## begin

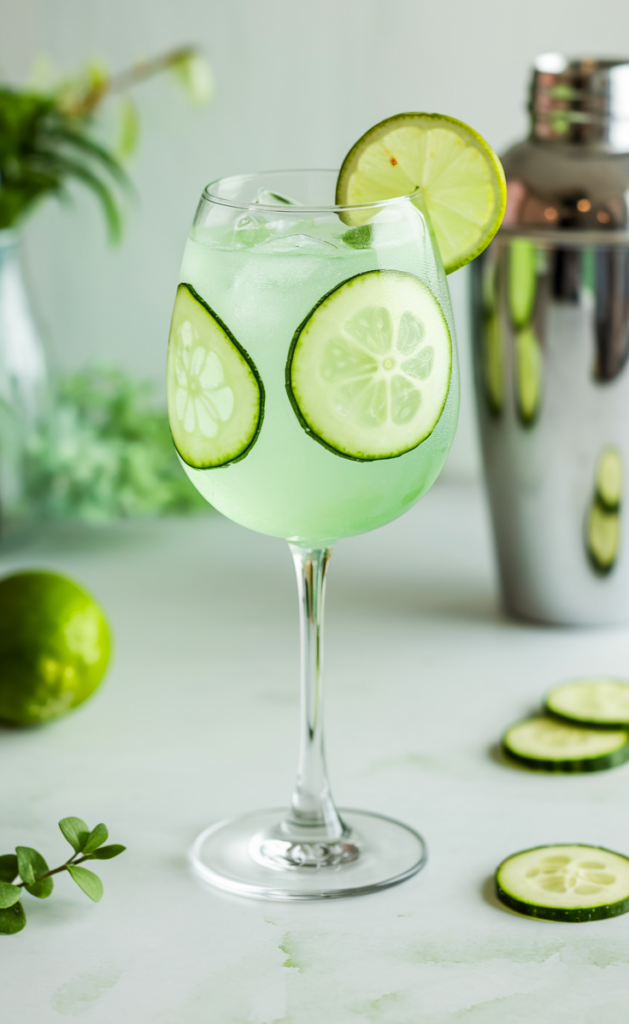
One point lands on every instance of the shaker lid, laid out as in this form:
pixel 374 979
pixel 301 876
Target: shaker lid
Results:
pixel 583 101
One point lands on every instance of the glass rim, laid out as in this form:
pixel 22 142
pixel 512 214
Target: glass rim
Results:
pixel 382 204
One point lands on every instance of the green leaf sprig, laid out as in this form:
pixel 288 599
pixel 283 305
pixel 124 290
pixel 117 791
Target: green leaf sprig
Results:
pixel 35 877
pixel 46 135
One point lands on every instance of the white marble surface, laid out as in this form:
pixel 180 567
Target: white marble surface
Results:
pixel 198 720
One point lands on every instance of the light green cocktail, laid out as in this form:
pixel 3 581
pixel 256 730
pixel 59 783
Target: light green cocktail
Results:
pixel 261 274
pixel 312 392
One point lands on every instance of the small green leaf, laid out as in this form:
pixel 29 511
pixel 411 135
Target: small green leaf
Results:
pixel 41 889
pixel 8 867
pixel 76 832
pixel 12 920
pixel 87 881
pixel 128 128
pixel 194 73
pixel 8 895
pixel 95 839
pixel 31 864
pixel 107 852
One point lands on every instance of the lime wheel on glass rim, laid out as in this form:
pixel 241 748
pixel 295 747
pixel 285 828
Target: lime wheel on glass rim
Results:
pixel 461 180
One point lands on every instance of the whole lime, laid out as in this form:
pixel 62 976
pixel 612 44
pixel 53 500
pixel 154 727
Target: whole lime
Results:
pixel 54 646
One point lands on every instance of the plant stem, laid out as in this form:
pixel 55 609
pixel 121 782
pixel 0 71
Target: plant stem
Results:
pixel 84 104
pixel 55 870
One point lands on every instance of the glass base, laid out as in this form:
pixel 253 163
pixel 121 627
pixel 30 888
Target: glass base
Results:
pixel 251 856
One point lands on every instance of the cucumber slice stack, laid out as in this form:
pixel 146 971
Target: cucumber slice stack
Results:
pixel 591 701
pixel 368 372
pixel 575 883
pixel 551 745
pixel 215 394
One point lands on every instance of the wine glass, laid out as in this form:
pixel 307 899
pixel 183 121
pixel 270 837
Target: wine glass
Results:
pixel 312 393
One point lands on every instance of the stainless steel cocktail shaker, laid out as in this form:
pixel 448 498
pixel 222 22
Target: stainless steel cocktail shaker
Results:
pixel 551 346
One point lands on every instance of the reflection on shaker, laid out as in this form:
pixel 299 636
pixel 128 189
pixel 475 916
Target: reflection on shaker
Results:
pixel 521 296
pixel 522 282
pixel 492 340
pixel 603 521
pixel 612 312
pixel 528 375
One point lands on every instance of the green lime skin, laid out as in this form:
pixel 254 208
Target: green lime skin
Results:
pixel 54 646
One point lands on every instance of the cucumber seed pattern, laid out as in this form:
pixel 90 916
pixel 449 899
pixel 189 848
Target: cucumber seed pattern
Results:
pixel 369 369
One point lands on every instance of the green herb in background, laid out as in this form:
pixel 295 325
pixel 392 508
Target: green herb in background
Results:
pixel 36 878
pixel 46 134
pixel 103 451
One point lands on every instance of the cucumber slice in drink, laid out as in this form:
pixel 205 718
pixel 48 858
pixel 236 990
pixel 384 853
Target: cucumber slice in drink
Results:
pixel 591 701
pixel 610 479
pixel 573 883
pixel 215 394
pixel 551 745
pixel 529 375
pixel 368 371
pixel 602 540
pixel 461 179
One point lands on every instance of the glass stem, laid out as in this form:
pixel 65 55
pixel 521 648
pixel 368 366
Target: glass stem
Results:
pixel 312 810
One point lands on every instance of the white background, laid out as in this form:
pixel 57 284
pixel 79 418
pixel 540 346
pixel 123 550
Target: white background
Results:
pixel 297 83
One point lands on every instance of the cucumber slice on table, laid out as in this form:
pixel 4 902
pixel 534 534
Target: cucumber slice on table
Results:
pixel 215 395
pixel 610 479
pixel 550 745
pixel 369 369
pixel 591 701
pixel 564 883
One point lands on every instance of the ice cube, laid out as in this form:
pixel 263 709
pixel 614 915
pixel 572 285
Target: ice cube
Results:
pixel 267 198
pixel 298 244
pixel 359 238
pixel 249 230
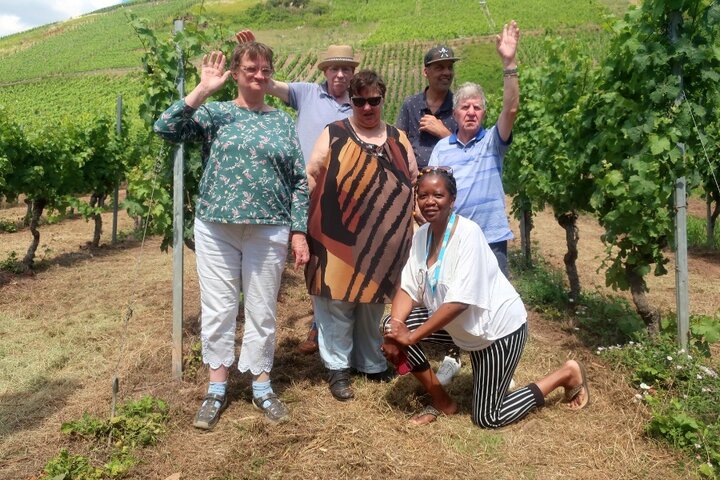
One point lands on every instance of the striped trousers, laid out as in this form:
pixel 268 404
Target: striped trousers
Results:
pixel 492 368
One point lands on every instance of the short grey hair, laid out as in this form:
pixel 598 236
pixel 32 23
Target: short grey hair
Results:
pixel 466 91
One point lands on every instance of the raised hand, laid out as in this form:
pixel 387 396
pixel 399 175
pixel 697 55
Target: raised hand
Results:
pixel 506 43
pixel 300 249
pixel 398 331
pixel 213 74
pixel 244 36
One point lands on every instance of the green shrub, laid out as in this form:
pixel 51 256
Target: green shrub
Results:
pixel 65 466
pixel 138 423
pixel 681 391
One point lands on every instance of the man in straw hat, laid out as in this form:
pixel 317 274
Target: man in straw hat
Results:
pixel 428 116
pixel 317 105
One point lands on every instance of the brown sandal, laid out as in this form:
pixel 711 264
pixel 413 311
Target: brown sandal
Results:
pixel 430 411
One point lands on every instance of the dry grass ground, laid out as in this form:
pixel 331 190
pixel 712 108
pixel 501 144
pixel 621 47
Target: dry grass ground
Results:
pixel 61 337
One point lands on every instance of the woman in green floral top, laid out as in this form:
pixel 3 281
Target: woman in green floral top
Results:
pixel 253 197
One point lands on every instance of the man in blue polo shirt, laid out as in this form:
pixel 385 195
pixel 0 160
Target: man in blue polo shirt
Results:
pixel 427 117
pixel 320 104
pixel 476 154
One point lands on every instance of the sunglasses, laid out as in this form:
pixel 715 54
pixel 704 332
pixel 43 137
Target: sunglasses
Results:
pixel 267 72
pixel 442 170
pixel 361 101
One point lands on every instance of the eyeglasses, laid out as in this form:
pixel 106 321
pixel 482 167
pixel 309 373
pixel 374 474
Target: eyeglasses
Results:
pixel 361 101
pixel 267 72
pixel 441 170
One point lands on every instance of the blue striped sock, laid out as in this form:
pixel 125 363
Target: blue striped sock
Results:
pixel 218 388
pixel 260 389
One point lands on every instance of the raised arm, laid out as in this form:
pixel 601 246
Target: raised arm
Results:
pixel 317 158
pixel 506 43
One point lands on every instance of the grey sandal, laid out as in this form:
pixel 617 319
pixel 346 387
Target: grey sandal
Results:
pixel 276 411
pixel 209 412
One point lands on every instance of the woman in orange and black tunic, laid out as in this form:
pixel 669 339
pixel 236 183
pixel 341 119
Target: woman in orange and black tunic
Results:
pixel 360 173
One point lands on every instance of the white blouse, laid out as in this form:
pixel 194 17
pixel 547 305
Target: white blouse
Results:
pixel 469 274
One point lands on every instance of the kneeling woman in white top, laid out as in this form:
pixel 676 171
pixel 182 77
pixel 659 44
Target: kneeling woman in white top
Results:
pixel 452 291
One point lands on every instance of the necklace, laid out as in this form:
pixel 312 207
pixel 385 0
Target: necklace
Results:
pixel 446 237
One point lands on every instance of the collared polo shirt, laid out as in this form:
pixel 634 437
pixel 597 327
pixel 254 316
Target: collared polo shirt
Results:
pixel 316 109
pixel 408 120
pixel 477 168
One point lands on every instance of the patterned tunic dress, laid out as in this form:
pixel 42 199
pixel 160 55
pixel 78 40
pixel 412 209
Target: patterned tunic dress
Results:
pixel 360 221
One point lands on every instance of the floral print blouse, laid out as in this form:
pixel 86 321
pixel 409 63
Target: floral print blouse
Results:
pixel 254 169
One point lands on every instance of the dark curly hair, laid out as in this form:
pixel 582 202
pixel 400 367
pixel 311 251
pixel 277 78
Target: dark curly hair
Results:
pixel 254 51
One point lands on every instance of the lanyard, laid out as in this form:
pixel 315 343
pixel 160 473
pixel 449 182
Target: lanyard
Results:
pixel 436 276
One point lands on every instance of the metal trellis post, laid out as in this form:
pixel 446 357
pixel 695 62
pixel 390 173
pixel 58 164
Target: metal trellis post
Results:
pixel 116 193
pixel 681 261
pixel 178 227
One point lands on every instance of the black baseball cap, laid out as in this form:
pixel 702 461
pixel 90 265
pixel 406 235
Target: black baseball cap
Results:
pixel 439 53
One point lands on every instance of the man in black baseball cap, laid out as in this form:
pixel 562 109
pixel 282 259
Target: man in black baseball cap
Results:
pixel 427 116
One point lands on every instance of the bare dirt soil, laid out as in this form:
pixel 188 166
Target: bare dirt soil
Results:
pixel 63 339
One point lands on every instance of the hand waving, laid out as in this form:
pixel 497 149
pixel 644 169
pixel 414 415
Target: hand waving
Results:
pixel 213 74
pixel 244 36
pixel 506 43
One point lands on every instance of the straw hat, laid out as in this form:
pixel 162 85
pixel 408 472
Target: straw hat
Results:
pixel 338 55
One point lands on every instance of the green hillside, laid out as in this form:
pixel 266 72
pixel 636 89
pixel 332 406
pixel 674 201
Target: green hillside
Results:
pixel 81 65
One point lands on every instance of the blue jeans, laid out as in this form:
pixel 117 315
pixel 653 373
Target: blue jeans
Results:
pixel 349 334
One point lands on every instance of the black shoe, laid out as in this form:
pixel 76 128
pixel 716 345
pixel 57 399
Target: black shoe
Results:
pixel 385 376
pixel 339 381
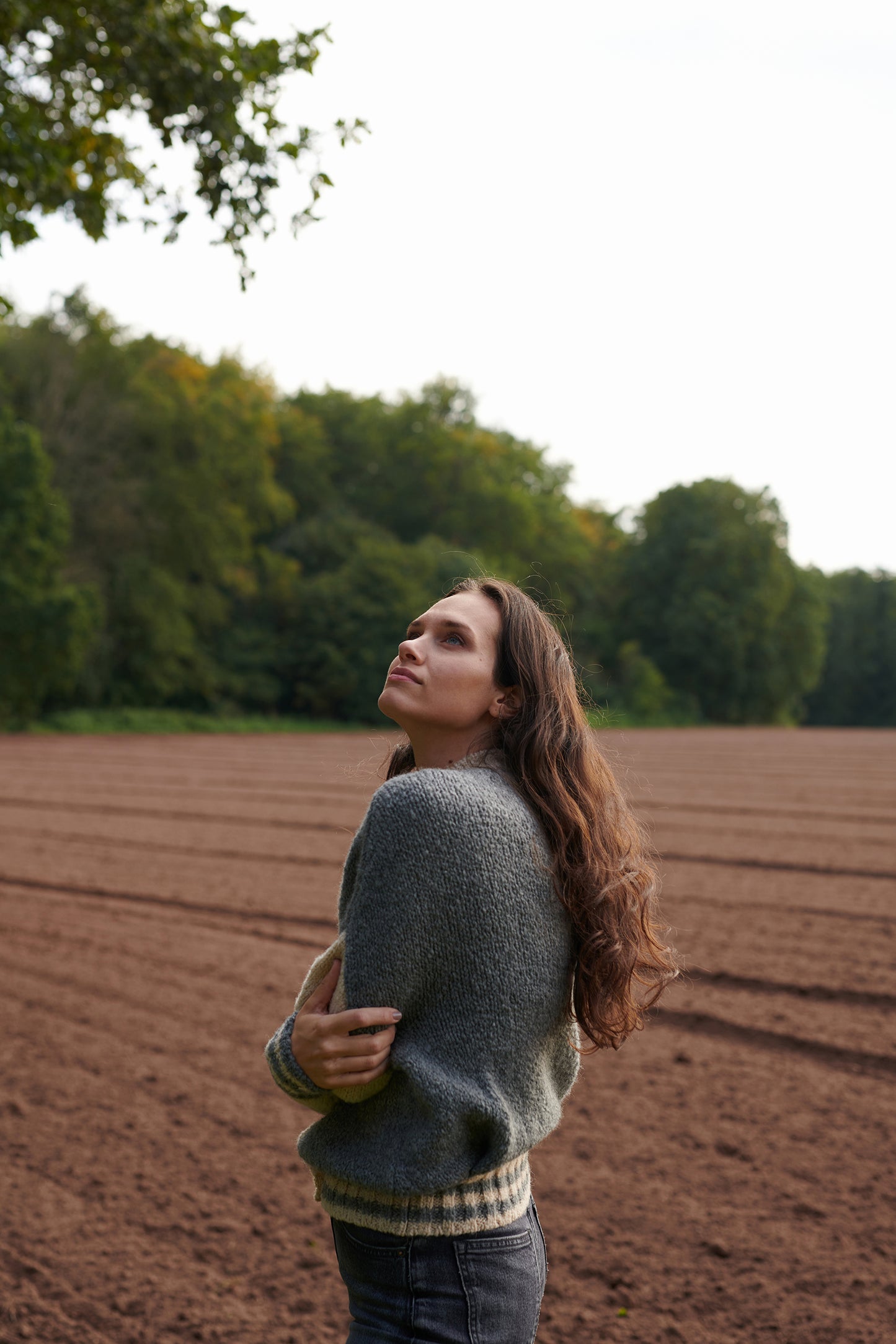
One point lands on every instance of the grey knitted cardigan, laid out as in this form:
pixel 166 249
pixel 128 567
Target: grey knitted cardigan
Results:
pixel 446 912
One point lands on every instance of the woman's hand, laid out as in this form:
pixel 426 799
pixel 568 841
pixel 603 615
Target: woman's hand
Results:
pixel 323 1046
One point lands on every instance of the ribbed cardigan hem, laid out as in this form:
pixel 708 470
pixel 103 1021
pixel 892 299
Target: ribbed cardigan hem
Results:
pixel 476 1204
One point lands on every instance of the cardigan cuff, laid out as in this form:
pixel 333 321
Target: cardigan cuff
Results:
pixel 285 1069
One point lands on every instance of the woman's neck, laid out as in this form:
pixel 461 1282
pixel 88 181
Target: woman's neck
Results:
pixel 444 752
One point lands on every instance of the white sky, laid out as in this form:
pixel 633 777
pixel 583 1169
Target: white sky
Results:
pixel 657 237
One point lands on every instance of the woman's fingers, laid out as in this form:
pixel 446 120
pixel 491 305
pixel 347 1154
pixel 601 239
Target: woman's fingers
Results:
pixel 358 1064
pixel 359 1079
pixel 366 1044
pixel 353 1018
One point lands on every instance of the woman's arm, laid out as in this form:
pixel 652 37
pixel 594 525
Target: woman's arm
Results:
pixel 323 1051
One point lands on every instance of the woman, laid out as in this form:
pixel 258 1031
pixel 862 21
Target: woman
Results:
pixel 496 901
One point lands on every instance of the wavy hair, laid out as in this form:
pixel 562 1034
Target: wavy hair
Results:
pixel 603 870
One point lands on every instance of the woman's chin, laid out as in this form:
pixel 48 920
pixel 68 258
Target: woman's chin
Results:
pixel 388 705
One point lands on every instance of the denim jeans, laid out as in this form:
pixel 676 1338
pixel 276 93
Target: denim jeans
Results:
pixel 482 1288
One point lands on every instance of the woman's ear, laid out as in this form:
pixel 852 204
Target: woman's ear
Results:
pixel 507 702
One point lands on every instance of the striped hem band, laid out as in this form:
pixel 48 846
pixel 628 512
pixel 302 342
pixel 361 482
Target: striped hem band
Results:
pixel 476 1204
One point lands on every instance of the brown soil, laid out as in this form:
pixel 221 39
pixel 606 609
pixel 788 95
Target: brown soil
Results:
pixel 727 1177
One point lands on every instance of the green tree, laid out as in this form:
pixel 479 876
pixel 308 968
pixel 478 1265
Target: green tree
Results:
pixel 168 468
pixel 45 623
pixel 74 77
pixel 859 682
pixel 721 608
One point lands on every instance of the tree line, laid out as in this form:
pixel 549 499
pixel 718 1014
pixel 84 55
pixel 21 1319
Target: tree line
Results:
pixel 175 533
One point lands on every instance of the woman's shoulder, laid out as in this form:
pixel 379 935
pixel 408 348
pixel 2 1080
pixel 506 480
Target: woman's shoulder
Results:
pixel 451 798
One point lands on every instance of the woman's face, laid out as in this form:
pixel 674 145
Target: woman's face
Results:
pixel 444 671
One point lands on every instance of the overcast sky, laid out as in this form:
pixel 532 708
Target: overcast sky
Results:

## end

YOUR GOAL: Can you reproduce the material word for word, from its very beginning down to and including the line with "pixel 198 720", leaving out the pictures?

SOLUTION:
One point lands on every instance of the shaker lid, laid out as in this form:
pixel 374 979
pixel 301 876
Target: shaker lid
Results:
pixel 583 101
One point lands on every instance of the glass rim, laid out as in this form:
pixel 22 142
pixel 512 214
Target: glass rim
Results:
pixel 382 204
One point lands on every instance of the green leaf sprig, laid out as in this form:
pixel 288 599
pixel 283 305
pixel 124 290
pixel 117 791
Target: green leaf sprig
Results:
pixel 35 877
pixel 46 135
One point lands on every instance of the white marble surface, laid out as in this form:
pixel 180 567
Target: white marble surface
Results:
pixel 198 720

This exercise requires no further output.